◆ What is required ◆
Name each cortical layer, by its label, that the notes on the canonical cortical circuit below mention.

◆ Passage for review ◆
A road map to the beauty of the brain 2 – how behavioural architecture emerges from cortical developmental principles



 Che bella cosa na jurnata ’e sole! ;-) 

After having some delicious meringues during the coffee break, we started off as Rodney reminded us of some important numbers re. cortical circuits. 

Lay design of canonical circuit to emergence of behaviour – a cortical sheet for computation

Rodney first laid out the basic design of the canonical cortical circuit – there are about 10-100K neurons and 3.2 X 10^8 synapses per mm^3 in the Human brain. Cortex is extremely (axon rich and) synapse-dense (where excitatory synapses are formed onto the spine head of excitatory pyramidal neurons, whereas inhibitory synapses are formed on the dendritic shaft).


As illustrated in the cartoon, feedforward thalamic drive (only 1%) excites spiny stellate cells in L4 that provides excitation to L2/3 pyramidal neurons (via first intra-cortical L4-L2/3 synapse). There are few interconnections between spiny stellate neurons (15%) compared to in L2/3 (30-40% recurrent connectivity). L2/3 connects to L5 that sends out projections to non-thalamic projecting sources (striatum, spinal cord) as well as L6. L6 send cortico-thalamic projections back to thalamus and connects also to L4. 



Rodney argued that cortex doesn’t generate function out of boring repetitive structural repeats – 80% of these (feedforward and feedback) inputs are local and 20% comes from other cortical areas, very little of these are feedforward thalamic inputs.  Higher-order thalamic structures and their interactions with primary cortical areas are only beginning to be appreciated (see Denis Jabaudon’s lecture; should we be thinking about distinct TC interactions between between lower-order (LO) and higher-order (HO) thalamic areas with cortex?).


Emergence of areas:
In the final stage of this lecture, Rodney explained why/how the two-dimensional sheet is the major source of their intelligent behaviour, especially for primates. I highly recommend reading his primer in Current Biology as it explains the concept in detail, which is beyond the scope of this short update (Douglas and Martin, 2012; Behavioral architecture of the cortical sheet - Volume 22, Issue 24, 1033–1038). One important question is: How do cortical areas with defined functions coordinate global function – Rodney suggests probably via Basal ganglia or thalamus! Interestingly, basal ganglia connectivity patterns are distinctly different from the cortex – here the projection neurons are ‘inhibitory’ and the local neurons are ‘excitatory’, opposite to what we see in the cortex!

◆ Study material ◆
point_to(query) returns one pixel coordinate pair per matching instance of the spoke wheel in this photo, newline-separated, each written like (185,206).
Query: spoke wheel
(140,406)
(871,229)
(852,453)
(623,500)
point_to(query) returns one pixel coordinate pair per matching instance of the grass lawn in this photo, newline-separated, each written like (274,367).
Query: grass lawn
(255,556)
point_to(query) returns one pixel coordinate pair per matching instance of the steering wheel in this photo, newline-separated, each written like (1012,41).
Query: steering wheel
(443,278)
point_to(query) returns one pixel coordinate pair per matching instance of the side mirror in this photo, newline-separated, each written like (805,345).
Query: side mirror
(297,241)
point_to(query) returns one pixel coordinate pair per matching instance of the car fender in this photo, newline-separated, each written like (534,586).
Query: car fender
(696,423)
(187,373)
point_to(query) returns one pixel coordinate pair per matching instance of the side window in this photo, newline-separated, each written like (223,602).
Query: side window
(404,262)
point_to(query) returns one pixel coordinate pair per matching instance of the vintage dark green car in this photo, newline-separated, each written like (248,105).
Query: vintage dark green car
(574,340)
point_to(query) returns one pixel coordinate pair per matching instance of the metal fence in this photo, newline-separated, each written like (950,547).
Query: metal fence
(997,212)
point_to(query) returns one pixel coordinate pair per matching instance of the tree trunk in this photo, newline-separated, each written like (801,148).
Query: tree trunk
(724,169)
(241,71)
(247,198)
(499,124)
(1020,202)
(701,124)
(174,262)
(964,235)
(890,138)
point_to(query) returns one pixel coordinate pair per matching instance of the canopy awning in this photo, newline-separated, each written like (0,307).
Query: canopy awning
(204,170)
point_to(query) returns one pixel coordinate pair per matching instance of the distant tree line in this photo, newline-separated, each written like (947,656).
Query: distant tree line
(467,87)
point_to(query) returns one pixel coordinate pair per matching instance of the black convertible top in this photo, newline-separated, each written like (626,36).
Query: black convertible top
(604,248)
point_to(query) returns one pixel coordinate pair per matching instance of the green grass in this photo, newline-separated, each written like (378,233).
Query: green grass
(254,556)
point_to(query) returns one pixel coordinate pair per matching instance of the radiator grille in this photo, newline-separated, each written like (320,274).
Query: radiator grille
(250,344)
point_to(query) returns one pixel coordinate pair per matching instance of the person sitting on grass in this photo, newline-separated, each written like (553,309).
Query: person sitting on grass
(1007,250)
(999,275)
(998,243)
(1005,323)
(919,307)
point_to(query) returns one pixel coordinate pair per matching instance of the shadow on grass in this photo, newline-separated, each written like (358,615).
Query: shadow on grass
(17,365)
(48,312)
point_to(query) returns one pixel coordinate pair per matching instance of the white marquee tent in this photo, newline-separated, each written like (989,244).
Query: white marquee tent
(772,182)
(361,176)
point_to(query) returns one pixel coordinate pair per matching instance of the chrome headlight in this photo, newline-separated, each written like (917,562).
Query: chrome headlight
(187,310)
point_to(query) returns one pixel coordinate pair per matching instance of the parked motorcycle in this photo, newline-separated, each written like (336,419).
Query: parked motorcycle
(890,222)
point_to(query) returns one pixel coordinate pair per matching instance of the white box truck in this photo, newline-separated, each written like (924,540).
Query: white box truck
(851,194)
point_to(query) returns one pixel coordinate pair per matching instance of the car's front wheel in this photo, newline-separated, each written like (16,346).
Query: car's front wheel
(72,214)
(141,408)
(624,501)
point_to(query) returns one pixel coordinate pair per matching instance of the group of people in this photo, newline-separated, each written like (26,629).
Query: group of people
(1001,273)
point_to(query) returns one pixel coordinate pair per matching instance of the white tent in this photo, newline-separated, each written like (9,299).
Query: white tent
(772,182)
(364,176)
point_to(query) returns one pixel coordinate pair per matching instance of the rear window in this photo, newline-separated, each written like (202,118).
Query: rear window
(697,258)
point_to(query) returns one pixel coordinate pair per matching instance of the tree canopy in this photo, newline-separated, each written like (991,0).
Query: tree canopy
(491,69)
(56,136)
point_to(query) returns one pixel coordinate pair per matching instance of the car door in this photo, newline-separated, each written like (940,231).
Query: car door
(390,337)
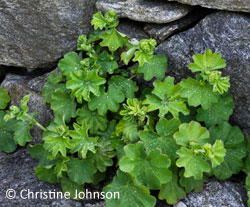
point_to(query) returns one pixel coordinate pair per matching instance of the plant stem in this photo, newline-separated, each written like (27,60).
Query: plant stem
(35,121)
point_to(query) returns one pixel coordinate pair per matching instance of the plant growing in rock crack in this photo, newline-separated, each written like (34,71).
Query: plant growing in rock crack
(170,138)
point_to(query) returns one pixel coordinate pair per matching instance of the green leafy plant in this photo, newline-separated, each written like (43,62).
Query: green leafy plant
(168,139)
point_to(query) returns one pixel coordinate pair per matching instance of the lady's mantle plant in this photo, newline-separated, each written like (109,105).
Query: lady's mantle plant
(110,127)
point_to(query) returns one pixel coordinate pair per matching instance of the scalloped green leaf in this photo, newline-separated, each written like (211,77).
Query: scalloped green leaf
(107,100)
(130,194)
(198,93)
(218,112)
(156,68)
(69,64)
(107,62)
(71,187)
(163,139)
(194,164)
(81,171)
(128,86)
(207,61)
(85,83)
(62,104)
(128,129)
(165,99)
(56,138)
(94,120)
(98,21)
(235,146)
(7,129)
(113,39)
(104,154)
(142,57)
(81,142)
(149,168)
(192,184)
(191,132)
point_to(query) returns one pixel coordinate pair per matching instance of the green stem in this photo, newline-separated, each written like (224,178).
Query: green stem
(35,121)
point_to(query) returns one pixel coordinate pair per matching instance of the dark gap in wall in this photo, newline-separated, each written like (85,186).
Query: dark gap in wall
(198,13)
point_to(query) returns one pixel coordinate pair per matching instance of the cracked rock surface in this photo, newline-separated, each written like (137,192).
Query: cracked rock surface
(152,11)
(35,34)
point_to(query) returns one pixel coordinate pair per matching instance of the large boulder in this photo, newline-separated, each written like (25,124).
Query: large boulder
(227,33)
(217,194)
(152,11)
(35,34)
(231,5)
(17,173)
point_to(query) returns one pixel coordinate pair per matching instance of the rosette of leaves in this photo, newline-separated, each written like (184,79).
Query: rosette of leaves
(196,151)
(208,64)
(165,98)
(135,139)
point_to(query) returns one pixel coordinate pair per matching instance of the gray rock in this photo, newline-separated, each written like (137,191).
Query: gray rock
(152,11)
(231,5)
(17,173)
(217,194)
(160,32)
(227,33)
(18,87)
(2,72)
(132,29)
(35,34)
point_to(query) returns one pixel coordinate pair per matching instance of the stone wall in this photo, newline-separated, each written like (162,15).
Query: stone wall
(34,35)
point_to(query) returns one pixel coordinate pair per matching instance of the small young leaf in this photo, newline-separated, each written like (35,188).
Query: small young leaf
(113,39)
(163,139)
(149,169)
(4,98)
(126,56)
(71,187)
(128,129)
(128,86)
(218,112)
(69,64)
(98,21)
(142,57)
(52,84)
(81,142)
(156,68)
(192,132)
(107,64)
(62,104)
(165,99)
(104,154)
(192,184)
(130,194)
(194,164)
(82,84)
(22,132)
(94,120)
(56,138)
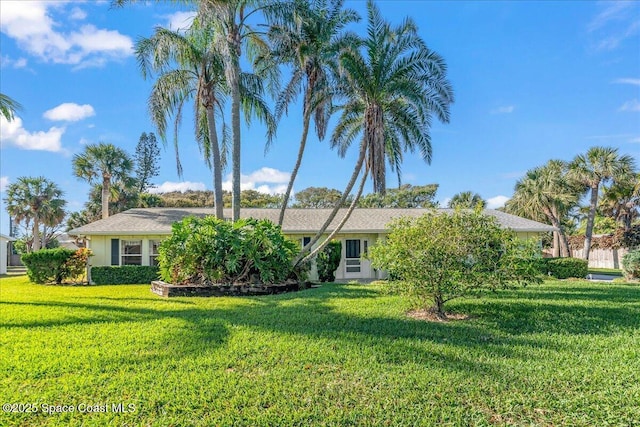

◆ Response box ◆
L4, L2/3, L5, L6